Taking only the lines from the one holding "Task: locate the chameleon claw" through the one holding "pixel 474 698", both included, swap "claw" out for "talon" and give those lines back with nothing else altered.

EXERCISE INPUT:
* start *

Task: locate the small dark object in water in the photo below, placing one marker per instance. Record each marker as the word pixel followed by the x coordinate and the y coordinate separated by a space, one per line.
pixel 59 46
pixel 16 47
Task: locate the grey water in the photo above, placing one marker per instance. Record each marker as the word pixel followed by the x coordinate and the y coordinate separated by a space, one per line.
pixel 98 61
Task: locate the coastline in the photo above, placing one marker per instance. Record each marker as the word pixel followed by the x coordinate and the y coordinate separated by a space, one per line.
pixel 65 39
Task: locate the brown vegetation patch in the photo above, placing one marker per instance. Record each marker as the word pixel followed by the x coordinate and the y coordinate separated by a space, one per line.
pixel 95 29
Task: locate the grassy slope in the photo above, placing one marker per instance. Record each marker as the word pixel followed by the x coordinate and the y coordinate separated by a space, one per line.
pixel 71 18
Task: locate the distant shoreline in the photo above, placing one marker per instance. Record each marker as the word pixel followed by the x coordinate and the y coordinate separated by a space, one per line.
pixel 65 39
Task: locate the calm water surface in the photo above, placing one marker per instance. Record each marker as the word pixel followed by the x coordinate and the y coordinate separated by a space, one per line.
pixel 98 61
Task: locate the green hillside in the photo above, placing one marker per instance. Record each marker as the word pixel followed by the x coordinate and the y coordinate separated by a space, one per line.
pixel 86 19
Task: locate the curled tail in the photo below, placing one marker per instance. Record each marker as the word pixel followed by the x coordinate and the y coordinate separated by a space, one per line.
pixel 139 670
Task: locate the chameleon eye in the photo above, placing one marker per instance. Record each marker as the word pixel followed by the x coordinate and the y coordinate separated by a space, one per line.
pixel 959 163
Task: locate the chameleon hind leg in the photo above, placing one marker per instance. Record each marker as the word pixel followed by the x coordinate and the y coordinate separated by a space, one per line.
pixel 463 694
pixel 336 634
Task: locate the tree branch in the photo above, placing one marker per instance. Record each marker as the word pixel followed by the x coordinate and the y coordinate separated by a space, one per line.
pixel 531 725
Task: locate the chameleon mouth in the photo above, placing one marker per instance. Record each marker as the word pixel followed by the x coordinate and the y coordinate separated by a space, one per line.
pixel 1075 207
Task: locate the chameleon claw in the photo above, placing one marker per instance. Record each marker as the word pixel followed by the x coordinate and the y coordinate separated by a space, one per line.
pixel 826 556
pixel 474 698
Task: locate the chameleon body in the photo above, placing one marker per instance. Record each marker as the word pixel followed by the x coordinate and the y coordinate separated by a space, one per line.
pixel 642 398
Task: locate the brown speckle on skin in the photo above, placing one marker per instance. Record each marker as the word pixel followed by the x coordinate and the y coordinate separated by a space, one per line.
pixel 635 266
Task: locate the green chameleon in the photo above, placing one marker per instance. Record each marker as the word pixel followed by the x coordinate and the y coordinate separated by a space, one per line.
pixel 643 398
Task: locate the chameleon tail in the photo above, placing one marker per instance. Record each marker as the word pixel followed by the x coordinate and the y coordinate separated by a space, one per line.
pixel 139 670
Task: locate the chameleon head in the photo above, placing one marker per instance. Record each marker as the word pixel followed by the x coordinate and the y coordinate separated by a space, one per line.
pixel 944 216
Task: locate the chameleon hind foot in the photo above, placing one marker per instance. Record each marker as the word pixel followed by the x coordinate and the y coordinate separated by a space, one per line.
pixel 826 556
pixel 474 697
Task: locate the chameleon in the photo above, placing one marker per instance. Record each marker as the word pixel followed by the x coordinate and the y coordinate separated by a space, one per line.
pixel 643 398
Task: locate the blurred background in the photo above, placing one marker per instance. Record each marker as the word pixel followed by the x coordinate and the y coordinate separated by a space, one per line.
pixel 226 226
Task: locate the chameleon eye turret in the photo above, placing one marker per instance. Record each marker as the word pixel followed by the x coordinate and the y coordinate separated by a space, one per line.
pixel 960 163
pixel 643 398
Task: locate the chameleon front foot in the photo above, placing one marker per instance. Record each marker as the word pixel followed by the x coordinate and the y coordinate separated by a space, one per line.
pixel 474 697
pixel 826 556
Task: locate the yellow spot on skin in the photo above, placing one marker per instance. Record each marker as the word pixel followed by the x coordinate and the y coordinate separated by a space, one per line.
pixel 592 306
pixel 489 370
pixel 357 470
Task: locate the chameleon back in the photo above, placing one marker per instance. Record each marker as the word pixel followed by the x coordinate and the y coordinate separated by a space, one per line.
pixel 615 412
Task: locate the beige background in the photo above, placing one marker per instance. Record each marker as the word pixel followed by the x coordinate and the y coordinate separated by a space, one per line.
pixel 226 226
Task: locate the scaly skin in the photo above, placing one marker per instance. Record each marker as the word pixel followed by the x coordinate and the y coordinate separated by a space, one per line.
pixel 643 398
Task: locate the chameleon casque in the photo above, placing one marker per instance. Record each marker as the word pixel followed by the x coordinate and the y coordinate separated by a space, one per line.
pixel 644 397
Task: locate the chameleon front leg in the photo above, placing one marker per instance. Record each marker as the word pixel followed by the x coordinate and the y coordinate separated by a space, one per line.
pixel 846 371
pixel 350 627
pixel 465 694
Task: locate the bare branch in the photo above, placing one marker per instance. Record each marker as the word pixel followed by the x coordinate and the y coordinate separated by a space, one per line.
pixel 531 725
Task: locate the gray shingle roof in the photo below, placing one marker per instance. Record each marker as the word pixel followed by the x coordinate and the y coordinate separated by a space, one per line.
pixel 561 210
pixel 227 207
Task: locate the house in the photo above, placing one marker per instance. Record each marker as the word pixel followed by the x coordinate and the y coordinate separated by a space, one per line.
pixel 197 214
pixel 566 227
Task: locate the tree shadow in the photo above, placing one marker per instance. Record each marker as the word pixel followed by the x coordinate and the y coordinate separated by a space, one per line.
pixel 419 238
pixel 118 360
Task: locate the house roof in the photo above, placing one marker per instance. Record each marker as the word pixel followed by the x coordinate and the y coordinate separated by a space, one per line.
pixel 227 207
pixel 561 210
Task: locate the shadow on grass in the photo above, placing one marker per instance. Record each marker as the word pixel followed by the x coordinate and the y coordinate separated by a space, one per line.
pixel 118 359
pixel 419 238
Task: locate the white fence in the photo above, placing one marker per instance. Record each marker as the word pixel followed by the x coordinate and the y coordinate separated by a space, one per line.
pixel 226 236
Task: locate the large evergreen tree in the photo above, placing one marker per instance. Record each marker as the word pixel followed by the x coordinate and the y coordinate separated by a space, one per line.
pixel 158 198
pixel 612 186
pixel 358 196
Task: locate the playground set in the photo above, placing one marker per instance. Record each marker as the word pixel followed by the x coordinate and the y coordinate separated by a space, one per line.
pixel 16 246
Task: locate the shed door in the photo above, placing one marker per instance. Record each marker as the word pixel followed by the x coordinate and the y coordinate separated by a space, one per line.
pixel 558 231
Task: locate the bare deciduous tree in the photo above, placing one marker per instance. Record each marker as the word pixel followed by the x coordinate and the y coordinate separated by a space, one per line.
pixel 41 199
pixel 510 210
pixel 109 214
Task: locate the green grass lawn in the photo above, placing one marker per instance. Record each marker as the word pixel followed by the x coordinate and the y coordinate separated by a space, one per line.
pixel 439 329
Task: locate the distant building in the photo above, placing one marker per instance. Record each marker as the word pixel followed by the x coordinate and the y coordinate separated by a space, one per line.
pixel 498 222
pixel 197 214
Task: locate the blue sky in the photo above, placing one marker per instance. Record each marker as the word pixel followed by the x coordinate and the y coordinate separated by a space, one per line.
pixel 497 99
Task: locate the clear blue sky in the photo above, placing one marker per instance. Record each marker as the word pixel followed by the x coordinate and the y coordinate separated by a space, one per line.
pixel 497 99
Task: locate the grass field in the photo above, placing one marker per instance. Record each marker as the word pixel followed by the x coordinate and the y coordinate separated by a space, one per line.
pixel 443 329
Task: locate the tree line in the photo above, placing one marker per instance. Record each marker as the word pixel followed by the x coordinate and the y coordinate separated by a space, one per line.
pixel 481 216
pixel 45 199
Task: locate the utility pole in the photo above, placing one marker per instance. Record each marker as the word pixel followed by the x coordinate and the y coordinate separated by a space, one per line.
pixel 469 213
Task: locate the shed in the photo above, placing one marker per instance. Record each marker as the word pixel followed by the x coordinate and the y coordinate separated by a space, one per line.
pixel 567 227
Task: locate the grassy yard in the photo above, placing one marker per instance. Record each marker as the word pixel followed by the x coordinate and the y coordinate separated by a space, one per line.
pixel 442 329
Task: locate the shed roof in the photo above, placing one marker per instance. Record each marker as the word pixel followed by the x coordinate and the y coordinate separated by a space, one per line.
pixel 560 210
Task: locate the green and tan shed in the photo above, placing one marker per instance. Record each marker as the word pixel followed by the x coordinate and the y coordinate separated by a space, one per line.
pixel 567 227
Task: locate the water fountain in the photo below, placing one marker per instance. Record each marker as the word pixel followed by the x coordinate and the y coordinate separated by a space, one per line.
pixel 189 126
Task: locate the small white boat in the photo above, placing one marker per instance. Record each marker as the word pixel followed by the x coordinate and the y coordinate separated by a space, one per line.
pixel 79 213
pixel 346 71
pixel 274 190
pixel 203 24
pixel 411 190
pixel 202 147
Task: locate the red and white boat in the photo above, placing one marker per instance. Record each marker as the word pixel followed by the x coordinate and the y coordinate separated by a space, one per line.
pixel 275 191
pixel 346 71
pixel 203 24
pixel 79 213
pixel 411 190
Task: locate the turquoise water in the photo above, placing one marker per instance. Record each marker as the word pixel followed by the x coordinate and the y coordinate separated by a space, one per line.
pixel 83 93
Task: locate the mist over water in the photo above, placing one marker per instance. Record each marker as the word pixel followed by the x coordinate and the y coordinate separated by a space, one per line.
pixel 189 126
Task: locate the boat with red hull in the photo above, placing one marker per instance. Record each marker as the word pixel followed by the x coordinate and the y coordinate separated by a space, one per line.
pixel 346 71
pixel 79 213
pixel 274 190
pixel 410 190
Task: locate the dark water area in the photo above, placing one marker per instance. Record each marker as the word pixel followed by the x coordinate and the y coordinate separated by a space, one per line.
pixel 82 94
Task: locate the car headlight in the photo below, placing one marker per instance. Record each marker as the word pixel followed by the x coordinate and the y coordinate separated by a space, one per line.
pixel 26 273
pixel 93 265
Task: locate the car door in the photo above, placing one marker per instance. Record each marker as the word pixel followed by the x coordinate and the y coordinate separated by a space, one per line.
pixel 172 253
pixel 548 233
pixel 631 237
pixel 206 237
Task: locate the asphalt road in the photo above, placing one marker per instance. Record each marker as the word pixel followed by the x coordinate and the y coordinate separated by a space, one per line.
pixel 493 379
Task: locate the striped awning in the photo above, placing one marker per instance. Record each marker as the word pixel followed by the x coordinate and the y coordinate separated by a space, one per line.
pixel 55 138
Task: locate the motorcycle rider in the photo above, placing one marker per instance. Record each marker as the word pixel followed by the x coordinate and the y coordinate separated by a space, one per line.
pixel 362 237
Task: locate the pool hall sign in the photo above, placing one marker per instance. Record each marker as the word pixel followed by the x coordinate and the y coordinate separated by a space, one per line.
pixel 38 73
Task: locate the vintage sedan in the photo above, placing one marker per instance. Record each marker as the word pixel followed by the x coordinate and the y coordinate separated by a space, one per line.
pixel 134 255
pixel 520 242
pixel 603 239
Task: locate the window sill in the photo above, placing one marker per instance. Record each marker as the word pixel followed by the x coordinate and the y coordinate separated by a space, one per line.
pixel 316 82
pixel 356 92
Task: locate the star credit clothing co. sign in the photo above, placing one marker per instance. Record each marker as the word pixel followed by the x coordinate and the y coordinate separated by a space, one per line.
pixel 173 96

* end *

THE OUTPUT:
Task: locate the chameleon talon in the photo above, placing one marker per instance. Record each marker as the word pixel followed by the x coordinate and the y coordinate separated by a space, one per line.
pixel 826 556
pixel 474 698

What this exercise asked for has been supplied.